### Required actions
- a) Answer these questions about the post comparing PyTorch and TensorFlow matrix multiplication speed on an AMD CPU.
(i) Which versions of the two frameworks were installed, and with what tool?
(ii) What shape does the code assign to the matrices?
(iii) What device string is passed to tf.device in the code?
- b) Extend the post comparing PyTorch and TensorFlow matrix multiplication speed on an AMD CPU, starting right after its last line.

— START OF Selected excerpt —

PyTorch matmul >3x slower than Tensorflow on AMD CPU

Hi, I recently noticed that matrix multiplication on my AMD Ryzen CPU is significantly faster in Tensorflow than in PyTorch. Is there any way to fix this, by using a different BLAS backend or something? I installed both frameworks using pip (torch==1.13.1 and tensorflow==2.11.0).

Code:

import tensorflow as tf
import torch
from timeit import default_timer as timer

#tf.config.threading.set_inter_op_parallelism_threads(1)
#tf.config.threading.set_intra_op_parallelism_threads(1)
shape = (8192, 8192)
with tf.device('/CPU:0'):
    x = tf.zeros(shape)
    tf.matmul(x, x)  # warmup
    start = timer()
    tf.matmul(x, x)
    end = timer()
    print(f'Tensorflow time: {end-start:g} s')

#torch.set_num_threads(1)
#torch.set_num_interop_threads(1)

— END OF Selected excerpt —
— START OF Data lines —

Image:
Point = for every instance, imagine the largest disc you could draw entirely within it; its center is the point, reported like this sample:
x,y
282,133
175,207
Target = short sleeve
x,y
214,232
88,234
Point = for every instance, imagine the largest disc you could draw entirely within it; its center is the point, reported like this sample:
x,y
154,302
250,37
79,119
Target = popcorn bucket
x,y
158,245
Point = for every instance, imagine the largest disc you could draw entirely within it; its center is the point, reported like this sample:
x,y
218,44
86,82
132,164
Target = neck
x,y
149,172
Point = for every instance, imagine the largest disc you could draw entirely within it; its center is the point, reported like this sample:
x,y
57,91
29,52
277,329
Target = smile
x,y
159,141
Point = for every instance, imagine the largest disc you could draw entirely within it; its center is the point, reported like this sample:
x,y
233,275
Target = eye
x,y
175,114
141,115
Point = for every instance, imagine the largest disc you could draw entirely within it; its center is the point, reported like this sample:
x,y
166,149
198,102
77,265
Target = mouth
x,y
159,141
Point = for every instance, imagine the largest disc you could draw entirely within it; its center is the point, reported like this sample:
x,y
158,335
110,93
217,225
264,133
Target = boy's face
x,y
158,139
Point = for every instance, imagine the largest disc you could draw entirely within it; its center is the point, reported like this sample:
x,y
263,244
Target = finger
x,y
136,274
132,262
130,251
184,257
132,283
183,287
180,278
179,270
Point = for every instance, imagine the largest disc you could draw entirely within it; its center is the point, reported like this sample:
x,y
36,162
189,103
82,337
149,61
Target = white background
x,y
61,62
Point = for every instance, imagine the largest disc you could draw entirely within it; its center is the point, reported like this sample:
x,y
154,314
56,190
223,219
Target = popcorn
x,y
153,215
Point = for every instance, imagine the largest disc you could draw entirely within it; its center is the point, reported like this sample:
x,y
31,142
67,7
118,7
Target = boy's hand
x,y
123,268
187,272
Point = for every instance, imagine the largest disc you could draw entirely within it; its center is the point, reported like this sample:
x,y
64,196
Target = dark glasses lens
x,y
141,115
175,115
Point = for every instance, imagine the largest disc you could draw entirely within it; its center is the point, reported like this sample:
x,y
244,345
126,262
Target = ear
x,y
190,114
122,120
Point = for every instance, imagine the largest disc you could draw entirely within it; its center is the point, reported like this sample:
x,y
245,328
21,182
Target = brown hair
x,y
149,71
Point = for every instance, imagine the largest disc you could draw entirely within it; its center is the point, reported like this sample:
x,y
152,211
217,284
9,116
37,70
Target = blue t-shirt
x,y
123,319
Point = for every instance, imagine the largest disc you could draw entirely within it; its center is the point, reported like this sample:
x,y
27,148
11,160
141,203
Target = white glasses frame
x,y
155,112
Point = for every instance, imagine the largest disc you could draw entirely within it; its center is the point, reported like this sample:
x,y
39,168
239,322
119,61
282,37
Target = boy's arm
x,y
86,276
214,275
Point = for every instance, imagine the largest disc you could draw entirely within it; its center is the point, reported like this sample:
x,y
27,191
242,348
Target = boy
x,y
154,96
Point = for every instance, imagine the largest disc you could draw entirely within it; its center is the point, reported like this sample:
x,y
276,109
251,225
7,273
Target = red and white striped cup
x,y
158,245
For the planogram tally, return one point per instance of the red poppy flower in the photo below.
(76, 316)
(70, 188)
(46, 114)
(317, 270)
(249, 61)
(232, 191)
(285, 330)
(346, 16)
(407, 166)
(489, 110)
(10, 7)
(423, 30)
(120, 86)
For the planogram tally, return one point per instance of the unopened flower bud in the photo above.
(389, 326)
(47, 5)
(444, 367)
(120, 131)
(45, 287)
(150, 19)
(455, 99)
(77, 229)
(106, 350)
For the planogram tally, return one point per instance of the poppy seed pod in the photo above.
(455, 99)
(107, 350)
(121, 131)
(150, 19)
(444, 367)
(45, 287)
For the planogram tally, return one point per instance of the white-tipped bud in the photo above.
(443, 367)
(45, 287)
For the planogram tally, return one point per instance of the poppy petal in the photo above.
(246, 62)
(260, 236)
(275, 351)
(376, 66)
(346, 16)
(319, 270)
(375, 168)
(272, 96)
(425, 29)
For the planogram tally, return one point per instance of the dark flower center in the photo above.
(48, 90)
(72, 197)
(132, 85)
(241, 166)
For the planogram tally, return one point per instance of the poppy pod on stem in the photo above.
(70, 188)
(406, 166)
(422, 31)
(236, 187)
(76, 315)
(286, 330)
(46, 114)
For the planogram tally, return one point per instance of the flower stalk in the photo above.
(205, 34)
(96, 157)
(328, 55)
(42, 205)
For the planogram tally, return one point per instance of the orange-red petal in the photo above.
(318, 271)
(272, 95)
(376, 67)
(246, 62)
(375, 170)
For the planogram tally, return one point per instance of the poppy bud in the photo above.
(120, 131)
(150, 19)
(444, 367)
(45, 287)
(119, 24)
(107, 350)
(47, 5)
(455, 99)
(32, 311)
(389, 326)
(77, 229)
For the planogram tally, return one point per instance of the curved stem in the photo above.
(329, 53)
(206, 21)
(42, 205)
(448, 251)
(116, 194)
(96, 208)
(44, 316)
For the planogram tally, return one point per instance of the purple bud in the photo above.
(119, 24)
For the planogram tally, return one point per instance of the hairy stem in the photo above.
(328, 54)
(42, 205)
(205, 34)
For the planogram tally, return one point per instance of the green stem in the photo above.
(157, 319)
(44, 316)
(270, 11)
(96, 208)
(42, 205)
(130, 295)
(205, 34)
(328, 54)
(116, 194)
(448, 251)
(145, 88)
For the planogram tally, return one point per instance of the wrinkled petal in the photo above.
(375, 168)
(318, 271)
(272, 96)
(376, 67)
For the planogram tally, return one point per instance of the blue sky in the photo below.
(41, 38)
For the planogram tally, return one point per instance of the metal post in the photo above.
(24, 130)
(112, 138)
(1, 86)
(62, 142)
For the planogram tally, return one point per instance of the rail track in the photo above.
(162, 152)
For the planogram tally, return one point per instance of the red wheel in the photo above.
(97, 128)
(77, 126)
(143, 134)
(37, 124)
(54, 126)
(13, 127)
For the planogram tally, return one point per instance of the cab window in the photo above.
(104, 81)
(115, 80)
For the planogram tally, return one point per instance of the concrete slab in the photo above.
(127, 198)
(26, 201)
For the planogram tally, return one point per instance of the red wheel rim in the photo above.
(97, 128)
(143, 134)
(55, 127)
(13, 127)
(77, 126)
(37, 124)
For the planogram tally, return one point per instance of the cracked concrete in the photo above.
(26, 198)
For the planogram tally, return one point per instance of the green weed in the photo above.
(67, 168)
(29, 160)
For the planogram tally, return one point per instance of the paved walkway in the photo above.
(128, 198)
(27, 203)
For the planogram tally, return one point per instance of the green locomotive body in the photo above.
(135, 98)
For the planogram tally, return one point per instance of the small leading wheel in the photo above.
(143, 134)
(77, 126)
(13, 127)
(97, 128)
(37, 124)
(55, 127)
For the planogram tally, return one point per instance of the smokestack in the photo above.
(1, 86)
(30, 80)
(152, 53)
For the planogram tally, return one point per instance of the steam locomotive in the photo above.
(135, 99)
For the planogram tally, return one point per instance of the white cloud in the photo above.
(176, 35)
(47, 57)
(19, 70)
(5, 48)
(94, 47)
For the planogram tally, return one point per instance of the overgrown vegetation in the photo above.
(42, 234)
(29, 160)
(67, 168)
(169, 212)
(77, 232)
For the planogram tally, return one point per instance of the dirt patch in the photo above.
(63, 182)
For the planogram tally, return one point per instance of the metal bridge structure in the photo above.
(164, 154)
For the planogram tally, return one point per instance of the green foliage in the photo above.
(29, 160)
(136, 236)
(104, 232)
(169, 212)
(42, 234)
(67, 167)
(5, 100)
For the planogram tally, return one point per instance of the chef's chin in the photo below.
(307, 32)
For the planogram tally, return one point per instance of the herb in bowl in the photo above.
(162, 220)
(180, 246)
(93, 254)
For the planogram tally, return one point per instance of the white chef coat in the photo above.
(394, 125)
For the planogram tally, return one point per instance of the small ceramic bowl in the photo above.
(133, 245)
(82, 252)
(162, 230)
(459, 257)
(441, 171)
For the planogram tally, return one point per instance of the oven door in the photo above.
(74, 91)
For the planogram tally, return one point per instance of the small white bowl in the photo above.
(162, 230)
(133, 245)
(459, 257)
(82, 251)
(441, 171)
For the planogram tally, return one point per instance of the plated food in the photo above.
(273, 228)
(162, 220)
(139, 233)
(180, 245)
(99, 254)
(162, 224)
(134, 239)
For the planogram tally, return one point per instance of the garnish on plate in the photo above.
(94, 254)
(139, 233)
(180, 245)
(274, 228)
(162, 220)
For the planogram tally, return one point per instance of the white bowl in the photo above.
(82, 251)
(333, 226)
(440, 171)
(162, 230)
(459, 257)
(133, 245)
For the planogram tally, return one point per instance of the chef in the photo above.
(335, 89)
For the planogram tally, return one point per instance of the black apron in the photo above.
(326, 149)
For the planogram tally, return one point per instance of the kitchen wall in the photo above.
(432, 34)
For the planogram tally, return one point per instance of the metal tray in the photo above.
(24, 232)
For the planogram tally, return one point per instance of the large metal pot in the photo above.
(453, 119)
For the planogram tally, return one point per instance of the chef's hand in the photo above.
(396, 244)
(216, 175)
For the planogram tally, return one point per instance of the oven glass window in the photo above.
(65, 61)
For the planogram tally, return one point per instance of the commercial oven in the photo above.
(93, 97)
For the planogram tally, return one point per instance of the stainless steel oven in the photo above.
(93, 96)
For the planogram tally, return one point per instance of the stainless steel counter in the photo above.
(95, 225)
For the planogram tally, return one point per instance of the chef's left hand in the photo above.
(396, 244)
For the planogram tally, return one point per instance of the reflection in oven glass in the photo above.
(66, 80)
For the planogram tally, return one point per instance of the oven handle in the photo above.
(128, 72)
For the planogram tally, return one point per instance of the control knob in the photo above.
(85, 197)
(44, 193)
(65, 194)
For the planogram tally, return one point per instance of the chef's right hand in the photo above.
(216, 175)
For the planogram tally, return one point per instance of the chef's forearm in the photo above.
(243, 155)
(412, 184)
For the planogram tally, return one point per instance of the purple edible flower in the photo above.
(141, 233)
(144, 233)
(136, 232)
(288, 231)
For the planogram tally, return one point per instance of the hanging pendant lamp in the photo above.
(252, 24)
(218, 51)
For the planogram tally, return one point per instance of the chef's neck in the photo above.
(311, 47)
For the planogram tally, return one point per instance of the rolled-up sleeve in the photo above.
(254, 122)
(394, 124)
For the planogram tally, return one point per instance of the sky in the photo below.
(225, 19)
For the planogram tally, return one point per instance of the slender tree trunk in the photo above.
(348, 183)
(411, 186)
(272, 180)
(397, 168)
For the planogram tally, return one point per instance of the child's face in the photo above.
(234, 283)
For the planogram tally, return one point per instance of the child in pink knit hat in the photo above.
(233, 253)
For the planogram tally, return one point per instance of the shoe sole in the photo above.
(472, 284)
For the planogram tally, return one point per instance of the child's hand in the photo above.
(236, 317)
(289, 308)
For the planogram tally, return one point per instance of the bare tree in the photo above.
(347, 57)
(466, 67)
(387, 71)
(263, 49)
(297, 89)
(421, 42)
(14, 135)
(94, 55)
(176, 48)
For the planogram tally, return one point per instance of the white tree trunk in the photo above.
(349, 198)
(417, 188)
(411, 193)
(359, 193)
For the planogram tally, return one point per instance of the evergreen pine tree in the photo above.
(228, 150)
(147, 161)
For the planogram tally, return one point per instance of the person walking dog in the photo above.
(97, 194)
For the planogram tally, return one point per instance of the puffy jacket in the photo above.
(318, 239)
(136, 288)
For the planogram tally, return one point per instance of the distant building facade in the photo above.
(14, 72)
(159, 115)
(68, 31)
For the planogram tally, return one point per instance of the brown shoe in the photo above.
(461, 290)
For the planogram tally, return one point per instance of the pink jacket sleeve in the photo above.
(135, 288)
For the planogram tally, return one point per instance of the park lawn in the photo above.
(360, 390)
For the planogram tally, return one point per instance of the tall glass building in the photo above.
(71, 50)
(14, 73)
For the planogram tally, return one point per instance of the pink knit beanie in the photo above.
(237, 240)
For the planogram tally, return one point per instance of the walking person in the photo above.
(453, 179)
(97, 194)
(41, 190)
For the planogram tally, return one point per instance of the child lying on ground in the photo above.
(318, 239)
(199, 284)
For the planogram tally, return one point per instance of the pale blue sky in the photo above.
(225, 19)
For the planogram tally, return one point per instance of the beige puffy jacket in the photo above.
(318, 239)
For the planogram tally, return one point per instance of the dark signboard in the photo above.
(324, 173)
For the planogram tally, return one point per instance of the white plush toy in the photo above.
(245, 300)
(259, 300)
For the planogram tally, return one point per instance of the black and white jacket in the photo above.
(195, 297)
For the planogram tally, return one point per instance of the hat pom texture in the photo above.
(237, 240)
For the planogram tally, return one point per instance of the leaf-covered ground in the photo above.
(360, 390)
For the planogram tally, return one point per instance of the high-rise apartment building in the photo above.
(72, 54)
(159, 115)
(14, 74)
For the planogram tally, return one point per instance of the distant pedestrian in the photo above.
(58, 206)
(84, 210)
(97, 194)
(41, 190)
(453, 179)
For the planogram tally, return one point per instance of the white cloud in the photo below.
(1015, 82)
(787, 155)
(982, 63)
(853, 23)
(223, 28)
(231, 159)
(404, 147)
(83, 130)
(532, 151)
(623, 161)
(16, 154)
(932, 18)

— END OF Data lines —

### Exercise answers
- a)
(i) torch==1.13.1 and tensorflow==2.11.0, both installed with pip.
(ii) (8192, 8192)
(iii) '/CPU:0'

- b)
x = torch.zeros(*shape)
torch.matmul(x, x)  # warmup
start = timer()
torch.matmul(x, x)
end = timer()
print(f'PyTorch time: {end-start:g} s')

Output:

Tensorflow time: 2.02568 s
PyTorch time: 6.78812 s

The problem also exists for batch matrix multiplication, and also on a M1 Mac (to a lesser extent), but apparently not on an Intel CPU. I also noticed that Tensorflow uses the 16 virtual cores fully while PyTorch only uses the 8 logical ones, but the problem persists when limiting both to only use one thread (12.7s vs 34.5s).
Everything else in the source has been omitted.